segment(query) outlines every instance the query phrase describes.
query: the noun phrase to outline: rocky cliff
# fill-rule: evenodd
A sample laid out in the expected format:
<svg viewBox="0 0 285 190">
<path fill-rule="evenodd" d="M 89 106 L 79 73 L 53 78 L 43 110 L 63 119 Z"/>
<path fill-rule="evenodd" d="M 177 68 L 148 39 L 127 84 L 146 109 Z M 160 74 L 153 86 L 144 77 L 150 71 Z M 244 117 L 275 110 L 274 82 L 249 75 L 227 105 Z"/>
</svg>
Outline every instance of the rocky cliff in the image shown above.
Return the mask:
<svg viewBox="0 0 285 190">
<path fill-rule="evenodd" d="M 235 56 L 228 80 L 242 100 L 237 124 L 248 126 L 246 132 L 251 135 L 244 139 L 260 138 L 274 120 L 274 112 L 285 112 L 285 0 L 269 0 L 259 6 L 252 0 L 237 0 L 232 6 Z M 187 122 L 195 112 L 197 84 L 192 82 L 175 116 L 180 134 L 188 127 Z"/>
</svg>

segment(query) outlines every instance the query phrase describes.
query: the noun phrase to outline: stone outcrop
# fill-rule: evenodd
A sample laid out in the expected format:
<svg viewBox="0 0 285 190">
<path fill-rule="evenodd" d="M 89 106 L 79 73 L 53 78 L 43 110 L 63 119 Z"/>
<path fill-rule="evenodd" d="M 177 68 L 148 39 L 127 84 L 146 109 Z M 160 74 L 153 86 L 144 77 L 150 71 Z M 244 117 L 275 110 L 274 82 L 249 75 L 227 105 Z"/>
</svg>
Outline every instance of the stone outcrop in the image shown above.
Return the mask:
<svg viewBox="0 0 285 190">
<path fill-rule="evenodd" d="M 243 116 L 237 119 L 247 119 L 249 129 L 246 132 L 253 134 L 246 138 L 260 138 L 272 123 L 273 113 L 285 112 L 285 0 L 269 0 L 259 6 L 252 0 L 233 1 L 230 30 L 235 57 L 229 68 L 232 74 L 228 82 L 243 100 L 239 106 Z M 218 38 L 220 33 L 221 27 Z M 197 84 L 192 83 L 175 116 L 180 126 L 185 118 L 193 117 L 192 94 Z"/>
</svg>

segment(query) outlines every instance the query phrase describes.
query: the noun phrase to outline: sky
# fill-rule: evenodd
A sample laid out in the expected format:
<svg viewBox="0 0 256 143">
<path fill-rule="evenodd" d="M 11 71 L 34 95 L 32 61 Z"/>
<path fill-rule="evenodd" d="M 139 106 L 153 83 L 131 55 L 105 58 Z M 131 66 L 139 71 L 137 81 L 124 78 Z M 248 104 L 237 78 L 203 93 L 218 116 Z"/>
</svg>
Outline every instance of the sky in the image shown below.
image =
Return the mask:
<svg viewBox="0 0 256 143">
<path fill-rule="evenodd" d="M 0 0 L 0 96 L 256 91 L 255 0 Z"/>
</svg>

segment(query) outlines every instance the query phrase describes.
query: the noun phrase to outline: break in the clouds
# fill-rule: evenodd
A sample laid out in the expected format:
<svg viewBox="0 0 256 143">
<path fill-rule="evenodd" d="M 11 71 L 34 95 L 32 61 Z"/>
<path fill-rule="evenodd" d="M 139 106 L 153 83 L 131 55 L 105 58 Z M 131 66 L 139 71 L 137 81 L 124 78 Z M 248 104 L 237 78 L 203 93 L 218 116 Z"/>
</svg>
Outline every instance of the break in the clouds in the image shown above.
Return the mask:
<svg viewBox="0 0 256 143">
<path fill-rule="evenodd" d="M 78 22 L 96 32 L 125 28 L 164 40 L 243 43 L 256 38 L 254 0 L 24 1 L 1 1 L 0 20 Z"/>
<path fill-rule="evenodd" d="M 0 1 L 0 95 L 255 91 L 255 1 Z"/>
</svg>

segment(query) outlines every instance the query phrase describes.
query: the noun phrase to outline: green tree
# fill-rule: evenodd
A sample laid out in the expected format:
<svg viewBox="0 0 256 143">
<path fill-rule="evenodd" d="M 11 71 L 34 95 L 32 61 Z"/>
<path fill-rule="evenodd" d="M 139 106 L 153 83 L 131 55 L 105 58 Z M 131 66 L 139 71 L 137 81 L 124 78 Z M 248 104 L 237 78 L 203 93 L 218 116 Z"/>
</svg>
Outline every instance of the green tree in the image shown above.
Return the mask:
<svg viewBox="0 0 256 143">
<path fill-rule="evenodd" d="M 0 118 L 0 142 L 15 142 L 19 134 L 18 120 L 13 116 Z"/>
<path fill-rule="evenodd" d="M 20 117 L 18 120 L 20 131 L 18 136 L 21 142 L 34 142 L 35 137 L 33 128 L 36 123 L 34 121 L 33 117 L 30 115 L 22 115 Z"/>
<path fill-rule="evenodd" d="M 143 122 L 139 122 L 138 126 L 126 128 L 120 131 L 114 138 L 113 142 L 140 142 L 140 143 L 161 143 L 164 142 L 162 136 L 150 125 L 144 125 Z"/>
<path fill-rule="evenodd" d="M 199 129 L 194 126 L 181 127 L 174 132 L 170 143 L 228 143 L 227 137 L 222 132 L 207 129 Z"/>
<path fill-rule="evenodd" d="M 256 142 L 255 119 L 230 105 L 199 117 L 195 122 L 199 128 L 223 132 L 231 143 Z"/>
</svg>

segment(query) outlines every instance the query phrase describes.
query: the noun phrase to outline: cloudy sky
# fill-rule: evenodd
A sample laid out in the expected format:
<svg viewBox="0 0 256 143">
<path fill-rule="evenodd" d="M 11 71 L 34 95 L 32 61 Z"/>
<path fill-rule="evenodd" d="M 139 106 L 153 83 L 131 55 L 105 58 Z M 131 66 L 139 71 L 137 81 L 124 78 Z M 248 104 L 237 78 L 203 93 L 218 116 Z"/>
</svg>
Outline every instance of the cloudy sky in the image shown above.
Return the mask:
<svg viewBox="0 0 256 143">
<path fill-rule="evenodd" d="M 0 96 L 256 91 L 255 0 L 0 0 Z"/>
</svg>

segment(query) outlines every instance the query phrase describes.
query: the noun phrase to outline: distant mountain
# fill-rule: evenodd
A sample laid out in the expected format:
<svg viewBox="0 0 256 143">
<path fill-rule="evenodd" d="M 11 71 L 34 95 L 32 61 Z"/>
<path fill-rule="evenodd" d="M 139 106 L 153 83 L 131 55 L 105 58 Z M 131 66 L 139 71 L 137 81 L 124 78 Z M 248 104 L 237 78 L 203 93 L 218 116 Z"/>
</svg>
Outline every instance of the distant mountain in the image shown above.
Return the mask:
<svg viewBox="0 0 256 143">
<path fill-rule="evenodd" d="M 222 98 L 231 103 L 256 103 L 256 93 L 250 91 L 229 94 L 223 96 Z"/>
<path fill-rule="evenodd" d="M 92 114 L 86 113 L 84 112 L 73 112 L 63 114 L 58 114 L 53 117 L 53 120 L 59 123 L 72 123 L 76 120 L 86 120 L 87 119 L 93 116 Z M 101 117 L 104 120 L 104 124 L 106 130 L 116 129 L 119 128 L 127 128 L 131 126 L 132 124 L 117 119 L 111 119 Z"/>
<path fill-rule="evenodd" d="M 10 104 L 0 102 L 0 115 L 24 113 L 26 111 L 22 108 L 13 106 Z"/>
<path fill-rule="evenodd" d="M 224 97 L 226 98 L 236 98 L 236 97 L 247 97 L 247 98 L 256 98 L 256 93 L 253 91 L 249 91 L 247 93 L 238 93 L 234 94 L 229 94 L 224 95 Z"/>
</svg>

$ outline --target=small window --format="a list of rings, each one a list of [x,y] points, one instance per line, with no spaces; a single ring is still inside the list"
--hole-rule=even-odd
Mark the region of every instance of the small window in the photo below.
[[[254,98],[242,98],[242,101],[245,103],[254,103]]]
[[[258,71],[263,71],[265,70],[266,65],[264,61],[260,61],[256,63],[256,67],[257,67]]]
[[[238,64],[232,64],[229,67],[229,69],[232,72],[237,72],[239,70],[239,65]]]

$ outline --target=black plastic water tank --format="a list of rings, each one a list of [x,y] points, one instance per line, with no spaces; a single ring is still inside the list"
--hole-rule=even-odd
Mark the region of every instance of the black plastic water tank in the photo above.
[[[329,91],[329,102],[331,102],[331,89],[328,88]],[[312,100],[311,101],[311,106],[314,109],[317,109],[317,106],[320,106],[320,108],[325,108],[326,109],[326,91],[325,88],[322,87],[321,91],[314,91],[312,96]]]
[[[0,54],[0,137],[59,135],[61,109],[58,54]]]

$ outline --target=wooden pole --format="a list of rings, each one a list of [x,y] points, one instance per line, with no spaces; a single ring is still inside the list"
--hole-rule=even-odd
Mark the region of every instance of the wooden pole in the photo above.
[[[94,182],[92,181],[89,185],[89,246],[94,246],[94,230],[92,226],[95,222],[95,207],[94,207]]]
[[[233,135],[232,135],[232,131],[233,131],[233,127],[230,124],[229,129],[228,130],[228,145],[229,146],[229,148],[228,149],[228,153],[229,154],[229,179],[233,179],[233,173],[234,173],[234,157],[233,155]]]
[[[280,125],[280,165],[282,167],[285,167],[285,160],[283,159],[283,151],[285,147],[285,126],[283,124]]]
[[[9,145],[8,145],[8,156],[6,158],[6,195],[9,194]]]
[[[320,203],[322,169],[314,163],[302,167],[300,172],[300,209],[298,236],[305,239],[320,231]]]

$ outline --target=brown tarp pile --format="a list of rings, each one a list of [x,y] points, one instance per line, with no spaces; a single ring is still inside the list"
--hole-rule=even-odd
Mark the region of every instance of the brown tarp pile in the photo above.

- - - - -

◆ **Problem statement**
Write the lines from the line containing "outline --target=black plastic" through the line containing "[[[0,54],[0,137],[59,135],[61,109],[58,54]]]" as a numbered list, omitting blank lines.

◆ **Final result**
1. $ outline --target=black plastic water tank --format="a list of rings, each one a list of [x,y] points, one instance per line, with no spaces; a single ring is still inside the list"
2. --hole-rule=even-odd
3. Mark the region of every instance of the black plastic water tank in the photo above.
4. [[[329,91],[329,102],[331,102],[331,89],[328,88]],[[312,100],[311,101],[311,106],[314,109],[317,109],[317,106],[320,106],[320,108],[325,108],[326,109],[326,91],[325,88],[322,87],[321,91],[314,91],[312,96]]]
5. [[[0,54],[0,137],[59,135],[61,109],[58,54]]]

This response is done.